SEU OBJETIVO:
Por favor, responda às perguntas a seguir com base no texto sobre as mudanças nas regras do judô, numerando as respostas da mesma forma.
1. Em que ano ocorreram as restrições às técnicas conhecidas como catadas de perna?
2. Qual passou a ser a duração das lutas femininas?
3. Quem vence a prorrogação no ponto de ouro?

Em nome do retorno ao judô tradicional. A volta às origens japonesas. O uso de gola e manga. Em 2010, algumas restrições aconteceram em relação às técnicas conhecidas popularmente por catadas de perna. O kuchiki-taoshi, kibisu-gaeshi, morote-gari, kata-guruma, sukui-nage, obi-otoshi e kata-otoshi foram abolidos como ataques diretos, além do o te-guruma e do kata-guruma que poderiam ser feitos como contra ataque. A FIJ observou que os campeões treinavam apenas ataque às pernas, bem como as suas defesas, o que tornaria um judô desinteressante para quem assiste ou, como já dito acima, deturpando a sua essência. Esta proibição levantou alguns questionamentos. Competidores que se especializaram nestas técnicas deveriam se reinventar para continuarem competitivos. Outra: seria precipitada a ideia de não permitir o kata-guruma, uma vez que este está, inclusive, na terceira série do nage-no-kata. Portanto, uma heresia, uma contradição. Enfim, houve muita aceitação e muita discordância sobre este regramento. 

As modificações não pararam por aqui. A FIJ, em 2012, anunciou uma série de alterações nas regras da modalidade para 2013. As mudanças foram analisadas no Grand Slam de Paris, em fevereiro, e no Campeonato Mundial do Rio de Janeiro. Estas foram as em vigor nos Jogos Olímpicos do Rio. Para quem não sabe, foram retirados os árbitros laterais, deixando apenas o central e um do lado de fora, à frente de um monitor e uma conexão de rádio comunicador, para informar qualquer equívoco ou dúvida sobre pontuação ou penalidade. Foi diminuído o tempo de 5 minutos para 4 minutos nas lutas das mulheres e, em relação às punições, estas não contam mais pontos, apenas para efeito de desempate. Quando as lutas terminam empatadas foi instituído o ponto de ouro ou “golden score”. A prorrogação não tem limite de tempo. Vence quem marcar a primeira pontuação ou se o adversário receber advertência.

DADOS EM ESTUDO:
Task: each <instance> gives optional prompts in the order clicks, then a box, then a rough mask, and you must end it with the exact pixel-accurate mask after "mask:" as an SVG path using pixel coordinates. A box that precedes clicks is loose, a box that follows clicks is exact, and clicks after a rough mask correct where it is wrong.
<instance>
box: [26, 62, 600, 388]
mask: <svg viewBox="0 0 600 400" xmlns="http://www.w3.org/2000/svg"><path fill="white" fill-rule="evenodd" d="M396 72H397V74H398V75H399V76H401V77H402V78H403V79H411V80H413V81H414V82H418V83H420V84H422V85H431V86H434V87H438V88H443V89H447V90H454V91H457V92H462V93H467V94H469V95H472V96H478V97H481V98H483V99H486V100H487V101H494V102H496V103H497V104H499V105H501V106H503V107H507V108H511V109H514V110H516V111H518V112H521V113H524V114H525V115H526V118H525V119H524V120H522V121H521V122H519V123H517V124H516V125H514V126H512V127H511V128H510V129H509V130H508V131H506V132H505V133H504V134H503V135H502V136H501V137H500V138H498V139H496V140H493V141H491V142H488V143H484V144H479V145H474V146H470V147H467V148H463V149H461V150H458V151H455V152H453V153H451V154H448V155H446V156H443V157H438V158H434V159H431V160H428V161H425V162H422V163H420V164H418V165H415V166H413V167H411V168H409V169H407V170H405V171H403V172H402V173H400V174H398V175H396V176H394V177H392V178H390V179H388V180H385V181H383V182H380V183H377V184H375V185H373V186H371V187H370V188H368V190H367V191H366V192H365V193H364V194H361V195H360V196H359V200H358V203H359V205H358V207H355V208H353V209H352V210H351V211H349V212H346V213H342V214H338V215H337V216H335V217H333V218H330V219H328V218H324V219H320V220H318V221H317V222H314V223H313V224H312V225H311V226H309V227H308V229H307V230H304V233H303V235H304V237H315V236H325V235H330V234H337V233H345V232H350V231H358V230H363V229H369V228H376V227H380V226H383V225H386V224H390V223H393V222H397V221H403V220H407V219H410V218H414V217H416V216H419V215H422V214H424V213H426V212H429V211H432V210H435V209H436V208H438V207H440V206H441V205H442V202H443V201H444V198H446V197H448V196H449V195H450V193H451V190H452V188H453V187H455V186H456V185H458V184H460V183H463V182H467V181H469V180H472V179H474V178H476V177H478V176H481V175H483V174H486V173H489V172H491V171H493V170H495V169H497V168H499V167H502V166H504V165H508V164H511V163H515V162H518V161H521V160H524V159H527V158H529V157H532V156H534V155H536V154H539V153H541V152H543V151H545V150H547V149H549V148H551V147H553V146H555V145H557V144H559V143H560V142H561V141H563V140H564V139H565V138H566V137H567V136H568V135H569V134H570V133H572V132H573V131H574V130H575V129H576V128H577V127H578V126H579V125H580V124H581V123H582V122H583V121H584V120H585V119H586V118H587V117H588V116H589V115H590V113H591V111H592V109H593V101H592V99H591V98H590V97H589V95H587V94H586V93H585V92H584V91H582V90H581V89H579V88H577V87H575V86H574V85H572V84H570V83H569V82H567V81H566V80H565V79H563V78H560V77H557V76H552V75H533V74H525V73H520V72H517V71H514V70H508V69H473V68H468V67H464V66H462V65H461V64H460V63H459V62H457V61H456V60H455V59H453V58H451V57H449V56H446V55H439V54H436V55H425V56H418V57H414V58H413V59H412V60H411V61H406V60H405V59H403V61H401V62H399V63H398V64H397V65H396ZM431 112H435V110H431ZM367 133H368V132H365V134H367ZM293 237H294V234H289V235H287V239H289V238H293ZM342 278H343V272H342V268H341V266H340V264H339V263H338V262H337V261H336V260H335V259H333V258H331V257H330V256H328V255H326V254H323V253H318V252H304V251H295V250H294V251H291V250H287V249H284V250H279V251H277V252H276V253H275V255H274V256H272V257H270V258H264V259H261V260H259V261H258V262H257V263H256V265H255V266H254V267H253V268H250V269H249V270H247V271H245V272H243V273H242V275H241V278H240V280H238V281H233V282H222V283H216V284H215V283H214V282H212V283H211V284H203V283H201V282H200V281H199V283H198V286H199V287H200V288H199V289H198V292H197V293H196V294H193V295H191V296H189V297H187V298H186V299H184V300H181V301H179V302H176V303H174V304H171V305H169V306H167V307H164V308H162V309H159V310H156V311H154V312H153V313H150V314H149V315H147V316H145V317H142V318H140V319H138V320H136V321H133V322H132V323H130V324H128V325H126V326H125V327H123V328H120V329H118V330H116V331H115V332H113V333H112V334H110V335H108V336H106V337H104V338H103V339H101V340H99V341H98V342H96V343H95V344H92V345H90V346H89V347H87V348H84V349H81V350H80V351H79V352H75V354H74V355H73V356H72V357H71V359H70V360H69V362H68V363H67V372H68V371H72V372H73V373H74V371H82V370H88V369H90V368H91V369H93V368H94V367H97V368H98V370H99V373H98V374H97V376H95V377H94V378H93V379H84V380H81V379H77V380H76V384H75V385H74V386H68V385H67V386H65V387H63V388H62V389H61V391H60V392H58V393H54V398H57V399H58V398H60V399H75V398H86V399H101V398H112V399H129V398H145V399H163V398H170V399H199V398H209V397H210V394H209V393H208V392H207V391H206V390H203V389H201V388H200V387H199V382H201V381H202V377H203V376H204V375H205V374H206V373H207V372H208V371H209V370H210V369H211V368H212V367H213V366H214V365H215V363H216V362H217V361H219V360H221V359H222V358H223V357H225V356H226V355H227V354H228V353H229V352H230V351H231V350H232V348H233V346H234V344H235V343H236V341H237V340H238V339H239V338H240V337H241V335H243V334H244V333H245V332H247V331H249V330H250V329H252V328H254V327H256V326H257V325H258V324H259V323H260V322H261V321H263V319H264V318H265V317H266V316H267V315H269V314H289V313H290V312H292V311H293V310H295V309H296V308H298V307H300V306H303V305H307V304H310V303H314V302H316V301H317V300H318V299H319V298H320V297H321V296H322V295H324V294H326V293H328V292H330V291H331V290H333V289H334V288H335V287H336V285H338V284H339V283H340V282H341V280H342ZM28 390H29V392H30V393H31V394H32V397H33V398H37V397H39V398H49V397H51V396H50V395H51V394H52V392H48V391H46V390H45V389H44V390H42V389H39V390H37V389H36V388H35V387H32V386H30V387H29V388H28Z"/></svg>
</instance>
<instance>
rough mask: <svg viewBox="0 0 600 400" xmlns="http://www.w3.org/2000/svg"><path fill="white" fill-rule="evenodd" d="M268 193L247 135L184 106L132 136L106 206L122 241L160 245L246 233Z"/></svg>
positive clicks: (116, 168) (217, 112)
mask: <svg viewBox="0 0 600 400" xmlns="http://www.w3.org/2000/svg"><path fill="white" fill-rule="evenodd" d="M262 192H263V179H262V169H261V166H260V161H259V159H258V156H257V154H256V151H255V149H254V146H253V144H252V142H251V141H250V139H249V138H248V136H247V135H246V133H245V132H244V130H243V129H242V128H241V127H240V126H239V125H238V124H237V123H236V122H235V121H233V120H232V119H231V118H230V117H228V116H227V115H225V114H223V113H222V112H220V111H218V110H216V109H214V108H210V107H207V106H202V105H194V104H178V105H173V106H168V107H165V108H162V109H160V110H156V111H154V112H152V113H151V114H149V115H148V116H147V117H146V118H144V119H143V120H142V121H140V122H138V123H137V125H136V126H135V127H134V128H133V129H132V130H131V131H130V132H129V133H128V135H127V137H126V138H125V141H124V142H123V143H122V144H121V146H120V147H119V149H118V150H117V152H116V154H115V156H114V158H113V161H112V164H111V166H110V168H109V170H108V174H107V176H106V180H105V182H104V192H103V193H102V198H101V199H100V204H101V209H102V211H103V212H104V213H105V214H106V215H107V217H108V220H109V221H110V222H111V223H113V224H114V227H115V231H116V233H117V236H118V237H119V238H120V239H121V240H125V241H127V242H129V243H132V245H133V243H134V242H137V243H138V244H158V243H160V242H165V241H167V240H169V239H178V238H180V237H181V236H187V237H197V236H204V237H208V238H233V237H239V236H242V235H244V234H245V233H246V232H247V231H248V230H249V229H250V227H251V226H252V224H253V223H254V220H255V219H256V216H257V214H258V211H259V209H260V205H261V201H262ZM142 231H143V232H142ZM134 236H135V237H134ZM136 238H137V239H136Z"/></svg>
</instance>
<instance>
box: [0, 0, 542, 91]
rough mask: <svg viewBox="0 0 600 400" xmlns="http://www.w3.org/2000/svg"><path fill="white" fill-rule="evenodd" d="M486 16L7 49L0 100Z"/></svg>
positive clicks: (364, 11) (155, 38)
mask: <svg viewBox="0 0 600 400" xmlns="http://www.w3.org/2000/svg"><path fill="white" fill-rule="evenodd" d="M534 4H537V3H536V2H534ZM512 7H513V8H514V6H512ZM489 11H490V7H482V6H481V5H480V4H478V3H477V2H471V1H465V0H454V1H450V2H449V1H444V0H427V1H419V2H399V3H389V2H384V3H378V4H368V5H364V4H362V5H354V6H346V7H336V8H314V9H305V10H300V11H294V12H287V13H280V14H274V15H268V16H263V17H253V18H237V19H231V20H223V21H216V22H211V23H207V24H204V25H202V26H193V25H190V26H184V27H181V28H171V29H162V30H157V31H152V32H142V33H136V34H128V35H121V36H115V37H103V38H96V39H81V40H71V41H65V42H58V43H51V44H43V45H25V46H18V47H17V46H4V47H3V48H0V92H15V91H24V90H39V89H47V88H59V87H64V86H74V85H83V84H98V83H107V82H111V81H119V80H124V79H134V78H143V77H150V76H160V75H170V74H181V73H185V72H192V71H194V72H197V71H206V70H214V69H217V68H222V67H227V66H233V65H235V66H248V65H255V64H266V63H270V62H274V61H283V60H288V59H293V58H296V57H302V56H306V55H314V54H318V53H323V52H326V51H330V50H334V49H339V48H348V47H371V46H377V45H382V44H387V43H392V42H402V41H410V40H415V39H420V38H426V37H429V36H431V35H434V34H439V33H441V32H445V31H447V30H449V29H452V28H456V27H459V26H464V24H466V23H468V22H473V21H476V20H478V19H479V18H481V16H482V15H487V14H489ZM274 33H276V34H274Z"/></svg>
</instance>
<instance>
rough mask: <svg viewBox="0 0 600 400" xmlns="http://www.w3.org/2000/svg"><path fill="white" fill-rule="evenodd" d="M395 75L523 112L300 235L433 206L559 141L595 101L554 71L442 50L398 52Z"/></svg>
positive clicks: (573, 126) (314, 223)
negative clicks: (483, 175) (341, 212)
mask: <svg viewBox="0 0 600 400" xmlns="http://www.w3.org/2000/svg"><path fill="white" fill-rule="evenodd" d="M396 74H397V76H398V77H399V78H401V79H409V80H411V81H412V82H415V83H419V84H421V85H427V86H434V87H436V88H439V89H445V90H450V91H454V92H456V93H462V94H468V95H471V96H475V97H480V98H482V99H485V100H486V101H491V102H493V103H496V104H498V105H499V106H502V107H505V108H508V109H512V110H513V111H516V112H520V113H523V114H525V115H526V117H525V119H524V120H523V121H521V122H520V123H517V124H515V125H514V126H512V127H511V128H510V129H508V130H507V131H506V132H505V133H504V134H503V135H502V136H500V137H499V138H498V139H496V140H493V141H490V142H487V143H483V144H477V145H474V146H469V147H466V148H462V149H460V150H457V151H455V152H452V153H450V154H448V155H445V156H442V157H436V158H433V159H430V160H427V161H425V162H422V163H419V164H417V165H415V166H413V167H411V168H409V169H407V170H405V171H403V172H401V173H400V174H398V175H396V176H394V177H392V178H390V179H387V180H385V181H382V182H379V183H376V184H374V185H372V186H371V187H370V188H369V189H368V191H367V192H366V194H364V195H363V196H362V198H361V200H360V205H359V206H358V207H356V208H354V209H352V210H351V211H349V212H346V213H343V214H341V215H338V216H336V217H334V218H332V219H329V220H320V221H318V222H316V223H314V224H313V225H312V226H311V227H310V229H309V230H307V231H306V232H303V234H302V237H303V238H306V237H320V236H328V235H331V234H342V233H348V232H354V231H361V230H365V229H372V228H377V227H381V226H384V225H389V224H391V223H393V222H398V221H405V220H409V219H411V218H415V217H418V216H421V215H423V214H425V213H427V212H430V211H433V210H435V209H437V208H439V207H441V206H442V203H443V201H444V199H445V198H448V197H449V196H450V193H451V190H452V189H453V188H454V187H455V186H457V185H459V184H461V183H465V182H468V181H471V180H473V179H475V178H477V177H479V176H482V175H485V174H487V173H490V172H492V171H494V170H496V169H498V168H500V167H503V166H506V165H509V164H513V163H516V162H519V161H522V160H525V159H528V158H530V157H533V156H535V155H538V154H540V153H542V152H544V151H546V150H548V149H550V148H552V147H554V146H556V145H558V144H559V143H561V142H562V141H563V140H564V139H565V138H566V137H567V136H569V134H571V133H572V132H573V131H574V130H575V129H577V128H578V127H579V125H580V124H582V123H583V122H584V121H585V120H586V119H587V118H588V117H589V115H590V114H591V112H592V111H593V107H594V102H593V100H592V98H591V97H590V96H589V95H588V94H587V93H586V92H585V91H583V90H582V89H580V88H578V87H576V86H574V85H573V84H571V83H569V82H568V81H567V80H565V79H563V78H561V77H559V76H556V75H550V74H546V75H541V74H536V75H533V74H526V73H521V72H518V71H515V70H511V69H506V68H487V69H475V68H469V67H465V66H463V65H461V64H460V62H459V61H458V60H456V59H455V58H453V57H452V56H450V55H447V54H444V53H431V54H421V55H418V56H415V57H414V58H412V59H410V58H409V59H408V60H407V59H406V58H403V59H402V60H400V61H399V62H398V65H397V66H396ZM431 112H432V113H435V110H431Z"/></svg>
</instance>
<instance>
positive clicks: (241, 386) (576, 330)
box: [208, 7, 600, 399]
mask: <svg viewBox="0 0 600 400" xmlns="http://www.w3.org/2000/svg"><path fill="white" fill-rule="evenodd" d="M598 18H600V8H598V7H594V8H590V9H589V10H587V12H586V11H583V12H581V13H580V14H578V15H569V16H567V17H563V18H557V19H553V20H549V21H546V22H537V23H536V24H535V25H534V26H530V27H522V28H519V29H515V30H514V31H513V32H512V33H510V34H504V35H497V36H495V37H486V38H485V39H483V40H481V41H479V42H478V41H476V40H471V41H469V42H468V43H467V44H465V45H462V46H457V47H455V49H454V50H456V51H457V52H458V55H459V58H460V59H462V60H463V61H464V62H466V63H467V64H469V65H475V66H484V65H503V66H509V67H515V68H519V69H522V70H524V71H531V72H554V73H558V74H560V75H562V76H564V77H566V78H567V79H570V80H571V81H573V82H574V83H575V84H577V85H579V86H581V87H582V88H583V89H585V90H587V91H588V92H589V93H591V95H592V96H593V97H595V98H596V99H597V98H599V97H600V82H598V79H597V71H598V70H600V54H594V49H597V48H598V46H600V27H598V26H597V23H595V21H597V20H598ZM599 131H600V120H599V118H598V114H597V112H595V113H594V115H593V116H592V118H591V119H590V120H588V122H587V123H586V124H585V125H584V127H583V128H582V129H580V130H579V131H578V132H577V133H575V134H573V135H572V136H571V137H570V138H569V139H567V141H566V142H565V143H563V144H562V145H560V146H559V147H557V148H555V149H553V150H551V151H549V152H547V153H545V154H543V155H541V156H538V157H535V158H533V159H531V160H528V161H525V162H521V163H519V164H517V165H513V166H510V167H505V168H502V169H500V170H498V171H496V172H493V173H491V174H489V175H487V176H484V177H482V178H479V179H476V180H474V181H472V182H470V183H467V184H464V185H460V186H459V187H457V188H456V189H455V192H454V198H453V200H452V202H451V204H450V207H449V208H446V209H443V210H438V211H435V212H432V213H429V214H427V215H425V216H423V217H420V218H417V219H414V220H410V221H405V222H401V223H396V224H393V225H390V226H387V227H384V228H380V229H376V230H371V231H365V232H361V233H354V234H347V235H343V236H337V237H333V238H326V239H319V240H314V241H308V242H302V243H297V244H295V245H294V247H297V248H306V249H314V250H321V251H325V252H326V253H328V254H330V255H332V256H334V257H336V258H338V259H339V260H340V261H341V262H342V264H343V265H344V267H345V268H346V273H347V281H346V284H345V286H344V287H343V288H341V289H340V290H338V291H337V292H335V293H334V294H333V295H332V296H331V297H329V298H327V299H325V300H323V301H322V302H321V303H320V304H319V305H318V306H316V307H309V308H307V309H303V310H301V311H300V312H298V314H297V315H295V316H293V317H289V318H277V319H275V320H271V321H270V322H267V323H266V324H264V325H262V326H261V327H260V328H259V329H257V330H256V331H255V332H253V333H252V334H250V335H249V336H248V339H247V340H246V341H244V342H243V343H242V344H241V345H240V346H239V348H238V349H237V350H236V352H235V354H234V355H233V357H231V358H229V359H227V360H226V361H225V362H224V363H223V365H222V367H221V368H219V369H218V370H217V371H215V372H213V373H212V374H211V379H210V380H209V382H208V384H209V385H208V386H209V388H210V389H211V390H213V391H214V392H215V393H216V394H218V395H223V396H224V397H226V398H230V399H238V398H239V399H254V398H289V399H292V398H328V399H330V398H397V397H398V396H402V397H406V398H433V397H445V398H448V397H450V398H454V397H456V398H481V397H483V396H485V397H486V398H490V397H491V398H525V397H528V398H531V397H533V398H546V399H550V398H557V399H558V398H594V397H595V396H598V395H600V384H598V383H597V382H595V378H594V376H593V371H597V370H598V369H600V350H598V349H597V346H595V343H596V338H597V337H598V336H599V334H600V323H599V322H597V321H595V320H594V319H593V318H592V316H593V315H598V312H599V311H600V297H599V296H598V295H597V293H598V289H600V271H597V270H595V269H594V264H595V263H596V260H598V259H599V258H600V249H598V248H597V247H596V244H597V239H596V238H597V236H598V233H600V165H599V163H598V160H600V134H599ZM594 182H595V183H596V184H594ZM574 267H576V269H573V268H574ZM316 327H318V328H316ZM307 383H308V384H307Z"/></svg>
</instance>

SOLUÇÃO DA TAREFA:
1. Em 2010.
2. 4 minutos, em vez de 5.
3. Vence quem marcar a primeira pontuação, ou vence-se se o adversário receber advertência.